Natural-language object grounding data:

····················

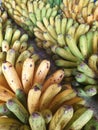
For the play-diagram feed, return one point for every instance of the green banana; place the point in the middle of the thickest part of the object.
(79, 119)
(18, 110)
(82, 78)
(73, 47)
(61, 118)
(85, 69)
(21, 96)
(9, 124)
(92, 124)
(37, 121)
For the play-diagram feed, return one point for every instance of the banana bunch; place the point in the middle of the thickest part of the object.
(38, 101)
(86, 75)
(83, 12)
(27, 13)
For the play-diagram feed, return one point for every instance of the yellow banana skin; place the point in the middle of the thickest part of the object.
(9, 124)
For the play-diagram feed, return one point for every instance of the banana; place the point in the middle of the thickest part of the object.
(63, 25)
(48, 96)
(83, 45)
(58, 25)
(61, 40)
(61, 98)
(89, 42)
(66, 64)
(92, 123)
(16, 45)
(41, 72)
(5, 93)
(16, 36)
(85, 69)
(4, 111)
(37, 121)
(21, 96)
(95, 42)
(90, 90)
(24, 127)
(13, 81)
(52, 31)
(5, 46)
(18, 110)
(33, 98)
(47, 114)
(65, 54)
(82, 78)
(69, 24)
(32, 18)
(1, 35)
(8, 34)
(61, 118)
(79, 119)
(73, 46)
(9, 123)
(92, 62)
(56, 77)
(11, 56)
(27, 74)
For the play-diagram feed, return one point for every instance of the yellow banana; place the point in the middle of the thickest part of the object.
(27, 74)
(41, 72)
(13, 81)
(33, 98)
(56, 77)
(48, 96)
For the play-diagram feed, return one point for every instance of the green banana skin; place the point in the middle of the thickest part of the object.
(36, 121)
(61, 118)
(82, 78)
(24, 127)
(79, 119)
(21, 96)
(84, 68)
(73, 47)
(92, 124)
(9, 124)
(18, 110)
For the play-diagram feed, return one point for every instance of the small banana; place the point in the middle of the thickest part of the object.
(41, 72)
(56, 77)
(61, 98)
(13, 81)
(18, 110)
(61, 118)
(37, 121)
(27, 74)
(33, 98)
(48, 96)
(79, 119)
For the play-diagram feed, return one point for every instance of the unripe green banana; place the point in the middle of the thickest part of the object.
(61, 118)
(18, 110)
(79, 119)
(37, 121)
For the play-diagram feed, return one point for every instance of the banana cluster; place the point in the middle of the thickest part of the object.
(38, 101)
(86, 75)
(80, 10)
(27, 13)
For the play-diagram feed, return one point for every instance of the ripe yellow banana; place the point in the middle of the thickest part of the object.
(33, 98)
(13, 81)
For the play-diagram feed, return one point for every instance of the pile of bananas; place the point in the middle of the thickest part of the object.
(82, 11)
(36, 101)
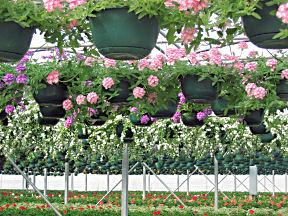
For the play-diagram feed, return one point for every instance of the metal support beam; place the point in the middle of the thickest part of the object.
(66, 176)
(45, 181)
(144, 183)
(163, 183)
(86, 182)
(135, 165)
(125, 167)
(216, 183)
(188, 182)
(34, 187)
(108, 181)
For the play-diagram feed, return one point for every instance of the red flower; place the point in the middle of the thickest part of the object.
(156, 213)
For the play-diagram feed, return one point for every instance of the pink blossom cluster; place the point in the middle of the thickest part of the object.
(174, 54)
(187, 5)
(109, 63)
(188, 35)
(53, 77)
(51, 5)
(138, 92)
(153, 81)
(284, 74)
(282, 12)
(272, 63)
(107, 82)
(253, 90)
(74, 3)
(251, 66)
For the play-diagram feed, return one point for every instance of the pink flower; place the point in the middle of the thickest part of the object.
(271, 63)
(107, 82)
(259, 93)
(284, 74)
(67, 104)
(109, 63)
(89, 61)
(188, 35)
(282, 12)
(53, 77)
(153, 81)
(152, 97)
(239, 66)
(251, 66)
(250, 87)
(68, 122)
(92, 98)
(143, 63)
(51, 5)
(243, 45)
(138, 92)
(81, 100)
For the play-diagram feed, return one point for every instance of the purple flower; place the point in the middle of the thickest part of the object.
(88, 83)
(201, 116)
(9, 79)
(22, 79)
(68, 122)
(20, 67)
(2, 85)
(145, 119)
(208, 111)
(91, 111)
(176, 117)
(134, 109)
(9, 109)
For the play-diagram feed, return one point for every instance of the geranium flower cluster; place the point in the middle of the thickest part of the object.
(52, 5)
(282, 12)
(187, 5)
(253, 90)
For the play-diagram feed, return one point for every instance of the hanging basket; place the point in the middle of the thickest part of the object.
(48, 121)
(166, 112)
(52, 111)
(123, 93)
(14, 41)
(198, 91)
(51, 94)
(135, 120)
(254, 117)
(190, 120)
(282, 90)
(219, 105)
(128, 133)
(261, 31)
(267, 138)
(120, 35)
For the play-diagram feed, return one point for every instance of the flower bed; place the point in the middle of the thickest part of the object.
(80, 203)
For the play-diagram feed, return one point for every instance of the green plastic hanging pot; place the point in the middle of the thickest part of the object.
(267, 138)
(14, 41)
(258, 129)
(120, 35)
(255, 117)
(198, 91)
(190, 120)
(261, 31)
(282, 90)
(166, 112)
(219, 105)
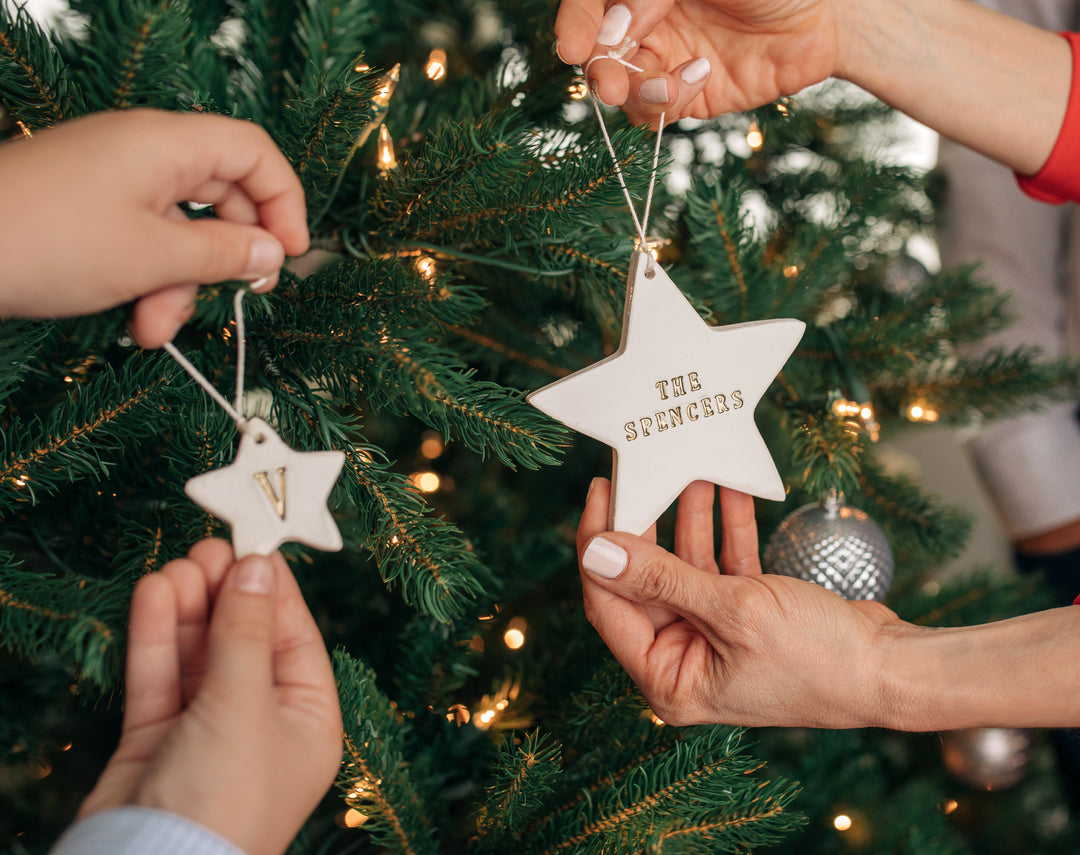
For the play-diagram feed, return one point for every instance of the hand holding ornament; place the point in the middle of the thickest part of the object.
(231, 717)
(941, 62)
(712, 641)
(107, 228)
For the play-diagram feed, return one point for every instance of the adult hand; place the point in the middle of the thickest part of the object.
(711, 642)
(701, 57)
(96, 222)
(231, 716)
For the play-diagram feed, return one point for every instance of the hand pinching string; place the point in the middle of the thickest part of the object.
(676, 401)
(270, 493)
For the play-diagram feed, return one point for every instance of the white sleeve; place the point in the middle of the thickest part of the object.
(140, 831)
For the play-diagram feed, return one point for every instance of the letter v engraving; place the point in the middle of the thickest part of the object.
(277, 499)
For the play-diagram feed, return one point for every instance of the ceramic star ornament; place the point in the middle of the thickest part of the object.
(271, 493)
(676, 401)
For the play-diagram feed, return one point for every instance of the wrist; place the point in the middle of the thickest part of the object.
(1018, 673)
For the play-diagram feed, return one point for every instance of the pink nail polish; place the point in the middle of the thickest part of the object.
(604, 558)
(615, 26)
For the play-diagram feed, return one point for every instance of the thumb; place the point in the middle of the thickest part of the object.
(241, 636)
(207, 250)
(643, 572)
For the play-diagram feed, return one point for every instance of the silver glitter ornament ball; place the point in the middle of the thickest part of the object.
(834, 545)
(988, 758)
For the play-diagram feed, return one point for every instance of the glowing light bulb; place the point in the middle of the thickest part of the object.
(426, 266)
(426, 482)
(354, 818)
(513, 639)
(387, 158)
(754, 137)
(922, 411)
(436, 65)
(459, 715)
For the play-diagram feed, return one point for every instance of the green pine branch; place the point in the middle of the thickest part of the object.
(375, 775)
(80, 621)
(35, 86)
(84, 435)
(524, 778)
(701, 790)
(144, 62)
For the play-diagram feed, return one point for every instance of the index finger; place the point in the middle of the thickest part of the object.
(299, 652)
(215, 149)
(577, 26)
(626, 627)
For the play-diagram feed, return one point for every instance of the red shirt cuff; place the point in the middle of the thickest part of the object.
(1058, 180)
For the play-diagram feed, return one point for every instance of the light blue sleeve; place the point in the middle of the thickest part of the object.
(140, 831)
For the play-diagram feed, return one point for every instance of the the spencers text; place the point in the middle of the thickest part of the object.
(675, 415)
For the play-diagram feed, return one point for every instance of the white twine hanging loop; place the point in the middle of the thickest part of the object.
(234, 410)
(643, 224)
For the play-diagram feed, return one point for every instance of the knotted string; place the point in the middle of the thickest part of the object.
(643, 224)
(233, 410)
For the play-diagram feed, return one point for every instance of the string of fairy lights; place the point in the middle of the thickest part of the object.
(495, 709)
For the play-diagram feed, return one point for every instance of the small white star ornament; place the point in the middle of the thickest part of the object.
(676, 401)
(271, 493)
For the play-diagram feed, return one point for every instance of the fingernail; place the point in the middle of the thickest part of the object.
(653, 91)
(697, 71)
(604, 558)
(594, 87)
(615, 25)
(265, 258)
(254, 575)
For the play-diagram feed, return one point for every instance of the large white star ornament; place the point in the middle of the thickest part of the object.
(271, 493)
(676, 401)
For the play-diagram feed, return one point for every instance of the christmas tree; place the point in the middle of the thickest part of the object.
(471, 244)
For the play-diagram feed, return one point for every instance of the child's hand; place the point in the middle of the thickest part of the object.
(92, 219)
(231, 716)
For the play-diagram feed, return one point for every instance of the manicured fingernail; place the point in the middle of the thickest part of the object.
(265, 258)
(604, 558)
(697, 71)
(596, 92)
(615, 26)
(254, 575)
(653, 91)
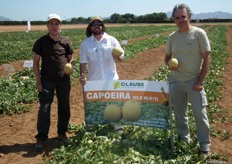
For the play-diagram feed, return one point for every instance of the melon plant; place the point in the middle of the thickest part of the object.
(131, 110)
(113, 112)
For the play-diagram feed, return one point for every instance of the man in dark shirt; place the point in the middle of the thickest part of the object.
(54, 51)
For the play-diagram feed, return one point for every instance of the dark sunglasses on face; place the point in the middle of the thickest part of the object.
(96, 23)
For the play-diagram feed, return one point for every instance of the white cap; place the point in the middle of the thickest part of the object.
(53, 16)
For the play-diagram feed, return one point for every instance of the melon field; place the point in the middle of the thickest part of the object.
(144, 60)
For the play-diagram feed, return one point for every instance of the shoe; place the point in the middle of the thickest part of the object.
(63, 138)
(186, 141)
(39, 145)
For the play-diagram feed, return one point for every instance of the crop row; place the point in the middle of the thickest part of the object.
(100, 144)
(15, 103)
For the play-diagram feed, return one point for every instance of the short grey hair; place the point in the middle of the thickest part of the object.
(181, 6)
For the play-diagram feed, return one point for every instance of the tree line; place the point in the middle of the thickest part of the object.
(117, 18)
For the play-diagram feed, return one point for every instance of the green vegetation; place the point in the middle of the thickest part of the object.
(100, 144)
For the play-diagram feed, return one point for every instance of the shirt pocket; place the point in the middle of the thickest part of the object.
(204, 98)
(92, 54)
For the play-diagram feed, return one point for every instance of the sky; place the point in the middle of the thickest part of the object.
(20, 10)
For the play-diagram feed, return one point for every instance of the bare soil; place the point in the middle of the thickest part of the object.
(18, 131)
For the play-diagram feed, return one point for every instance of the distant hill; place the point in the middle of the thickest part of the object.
(4, 19)
(209, 15)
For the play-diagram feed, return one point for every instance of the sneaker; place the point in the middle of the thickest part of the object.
(205, 148)
(62, 137)
(39, 145)
(180, 139)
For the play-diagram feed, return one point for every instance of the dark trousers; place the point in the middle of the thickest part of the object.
(62, 90)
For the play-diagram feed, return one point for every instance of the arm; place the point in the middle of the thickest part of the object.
(166, 60)
(70, 59)
(205, 66)
(36, 62)
(82, 78)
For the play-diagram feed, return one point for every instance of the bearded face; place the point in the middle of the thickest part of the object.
(96, 27)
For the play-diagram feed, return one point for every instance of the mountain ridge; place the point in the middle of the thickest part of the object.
(202, 15)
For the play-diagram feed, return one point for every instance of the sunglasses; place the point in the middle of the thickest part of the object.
(96, 23)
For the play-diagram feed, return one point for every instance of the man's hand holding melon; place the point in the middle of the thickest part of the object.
(117, 54)
(68, 69)
(173, 64)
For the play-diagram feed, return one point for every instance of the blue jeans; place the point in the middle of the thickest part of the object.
(62, 90)
(182, 92)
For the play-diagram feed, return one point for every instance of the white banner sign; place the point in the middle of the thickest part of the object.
(127, 102)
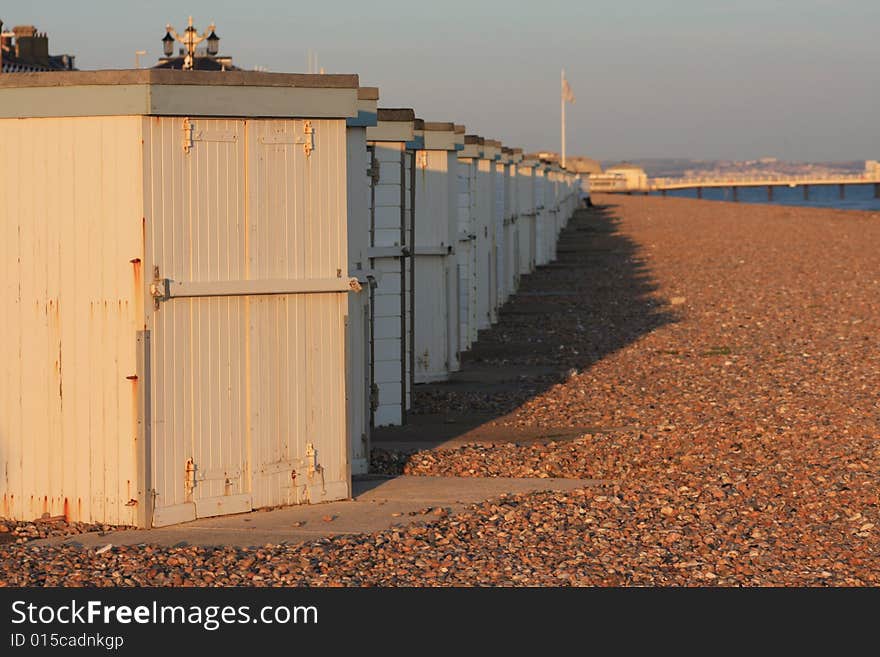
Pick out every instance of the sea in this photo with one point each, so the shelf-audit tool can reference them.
(856, 197)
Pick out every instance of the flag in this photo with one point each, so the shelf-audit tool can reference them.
(567, 94)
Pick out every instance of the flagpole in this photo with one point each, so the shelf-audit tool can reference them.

····················

* **EXERCISE PROMPT**: From the line holding "of the man's" down to the final line of the entries above, print every line exactly. Pictures do not go in.

* **EXPECTED ANSWER**:
For the play-diagram feed, return one point for every instance of the man's hand holding melon; place the point in the middle of the thickest part of the object.
(117, 54)
(68, 69)
(173, 64)
For the play-diagram feed, return one point for every instance of the blue jeans; place the point in the middle of the thickest part of the object.
(62, 90)
(182, 92)
For the play-diagram feed, return one point for every instance of the white banner sign; place the point in the middle of the thickest part of the object.
(127, 102)
Pick out every instance of the sea in this photo with one point each, so the shelf-audit tool can reference them.
(856, 197)
Pick out every instance of the flag in this photo with one point each, so the shelf-audit tool can reference them.
(567, 94)
Pick out every instance of the flagpole in this photo with one point each, so the shelf-audit tool can reference them.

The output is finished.